■ ACTIVITY ■
Starting from the first line, set down the entire listing exactly.

+ + + + + + +

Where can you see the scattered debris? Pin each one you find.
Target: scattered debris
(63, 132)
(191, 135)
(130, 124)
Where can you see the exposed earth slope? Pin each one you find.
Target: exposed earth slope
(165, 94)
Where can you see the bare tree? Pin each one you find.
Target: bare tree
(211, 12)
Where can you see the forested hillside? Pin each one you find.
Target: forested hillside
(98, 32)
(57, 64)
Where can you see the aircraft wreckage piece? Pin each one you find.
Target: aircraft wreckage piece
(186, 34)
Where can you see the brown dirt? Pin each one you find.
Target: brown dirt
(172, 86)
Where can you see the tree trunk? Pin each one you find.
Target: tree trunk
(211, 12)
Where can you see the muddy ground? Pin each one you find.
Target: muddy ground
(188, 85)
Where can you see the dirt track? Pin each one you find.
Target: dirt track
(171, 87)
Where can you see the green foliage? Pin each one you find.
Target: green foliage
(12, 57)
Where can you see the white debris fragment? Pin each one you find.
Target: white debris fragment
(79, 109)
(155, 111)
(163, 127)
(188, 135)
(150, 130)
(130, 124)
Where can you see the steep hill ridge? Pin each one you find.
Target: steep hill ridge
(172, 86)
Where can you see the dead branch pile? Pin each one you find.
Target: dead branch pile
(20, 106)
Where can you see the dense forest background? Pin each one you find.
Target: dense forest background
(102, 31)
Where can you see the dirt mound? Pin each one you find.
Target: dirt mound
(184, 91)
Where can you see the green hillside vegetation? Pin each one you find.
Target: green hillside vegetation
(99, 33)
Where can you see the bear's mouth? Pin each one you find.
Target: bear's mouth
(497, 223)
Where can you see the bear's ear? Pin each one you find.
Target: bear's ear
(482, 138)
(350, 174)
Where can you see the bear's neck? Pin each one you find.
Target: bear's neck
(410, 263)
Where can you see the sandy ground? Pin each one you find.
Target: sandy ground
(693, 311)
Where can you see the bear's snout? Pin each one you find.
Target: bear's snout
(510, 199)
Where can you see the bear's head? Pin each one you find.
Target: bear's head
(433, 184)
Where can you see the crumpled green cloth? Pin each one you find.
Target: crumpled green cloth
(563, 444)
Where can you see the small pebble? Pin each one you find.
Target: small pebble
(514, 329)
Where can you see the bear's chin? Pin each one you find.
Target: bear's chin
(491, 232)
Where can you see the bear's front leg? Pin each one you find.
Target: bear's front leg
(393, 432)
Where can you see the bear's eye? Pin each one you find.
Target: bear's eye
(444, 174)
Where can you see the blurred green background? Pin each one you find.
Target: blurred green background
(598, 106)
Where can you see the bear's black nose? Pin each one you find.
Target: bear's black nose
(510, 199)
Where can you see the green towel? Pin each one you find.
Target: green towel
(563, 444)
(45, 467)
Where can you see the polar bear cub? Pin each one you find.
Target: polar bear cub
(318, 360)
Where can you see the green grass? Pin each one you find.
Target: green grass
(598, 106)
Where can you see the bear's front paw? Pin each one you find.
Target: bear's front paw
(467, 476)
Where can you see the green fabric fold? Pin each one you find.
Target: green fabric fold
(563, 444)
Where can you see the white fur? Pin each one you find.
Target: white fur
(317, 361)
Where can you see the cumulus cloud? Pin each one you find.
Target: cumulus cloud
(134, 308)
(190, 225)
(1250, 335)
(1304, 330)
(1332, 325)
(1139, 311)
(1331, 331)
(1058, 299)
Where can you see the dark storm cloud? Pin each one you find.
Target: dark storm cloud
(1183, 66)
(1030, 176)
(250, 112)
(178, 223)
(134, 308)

+ + + + + + +

■ TASK SOLUTION ■
Where can you see the scattered debris? Pin each one you find.
Target: scattered debris
(63, 132)
(191, 135)
(130, 124)
Where can you see the exposed earth slope? Pin each one you find.
Target: exposed earth slope
(165, 94)
Where can you see the bare tree? Pin each one you find.
Target: bare tree
(211, 12)
Where can you see the forested hillside? Pin each one you find.
Target: forested hillside
(98, 32)
(57, 64)
Where can you see the aircraft wreckage piece? Pin each one you find.
Target: aircraft wreckage piece
(186, 34)
Where can you see the brown dirt? Pin each one you find.
Target: brown dirt
(172, 86)
Where can you see the tree trunk? Pin each one you find.
Target: tree trunk
(211, 12)
Where can you see the muddy ground? Pin each one you find.
Target: muddy ground
(188, 85)
Where can you see the dirt track? Pin each one you find.
Target: dirt track
(171, 87)
Where can you see the green foliage? Pin each one you find.
Target: green foliage
(12, 57)
Where can you see the white debris fragment? Pin each one you find.
Target: white debris fragment
(79, 109)
(155, 111)
(163, 127)
(188, 135)
(150, 130)
(130, 124)
Where can you see the steep hill ridge? Pin each one you find.
Target: steep hill ridge
(172, 86)
Where can you see the dead branch pile? Pin each one you find.
Target: dead branch pile
(20, 106)
Where can you see the dense forest background? Pin each one you find.
Target: dense forest background
(102, 31)
Where can you see the dirt mound? Pin each one you find.
Target: dirt mound
(184, 91)
Where can you see the green hillside vegetation? Pin each one you find.
Target: green hillside vegetation
(99, 33)
Where can you see the bear's mouth? Pin each one you find.
Target: bear's mouth
(497, 223)
Where can you see the bear's ear? Pin each one you find.
Target: bear's ear
(482, 138)
(350, 174)
Where can you see the bear's neck? Pin each one you find.
Target: bear's neck
(410, 263)
Where can you see the sandy ground? Pin each one you find.
Target: sandy ground
(693, 311)
Where can you see the bear's snout? Pin each one you find.
Target: bear's snout
(510, 199)
Where can you see the bear's head? Pin each one you find.
Target: bear's head
(433, 184)
Where can you see the crumpled green cloth? Pin each one you find.
Target: crumpled green cloth
(563, 444)
Where can you see the small pebble? Pin each one you find.
Target: small pebble
(514, 329)
Where can you see the bear's chin? Pin each one you find.
Target: bear's chin
(491, 232)
Where can you see the bear's front leg? Pin each one you find.
Target: bear's front leg
(393, 432)
Where can you see the bear's eye? Pin each one you find.
Target: bear's eye
(444, 174)
Where can you see the blurred green background? Pin each one you find.
Target: blurred green background
(598, 106)
Where can you see the bear's black nose? Pin each one you find.
Target: bear's black nose
(510, 199)
Where can you see the green towel? Pin each one you find.
Target: green towel
(563, 444)
(45, 467)
Where can you see the polar bear cub? Pin each one you find.
Target: polar bear cub
(318, 360)
Where can you see the green grass? Pin each one you find.
Target: green grass
(598, 106)
Where can you see the bear's front paw? Pin each one you find.
Target: bear's front paw
(467, 476)
Where can you see the green fabric fold? Pin each one you find.
Target: green fabric fold
(563, 444)
Where can you see the white fur? Pin each one you find.
Target: white fur
(317, 361)
Where can you see the cumulus cloud? Pin each one you find.
Target: cumulus cloud
(134, 308)
(190, 225)
(1250, 335)
(1304, 330)
(1332, 325)
(1139, 311)
(1331, 331)
(1058, 299)
Where can you see the dark storm cloud? Pin each one you find.
Target: dark storm cloud
(1183, 66)
(1030, 176)
(250, 112)
(178, 223)
(134, 308)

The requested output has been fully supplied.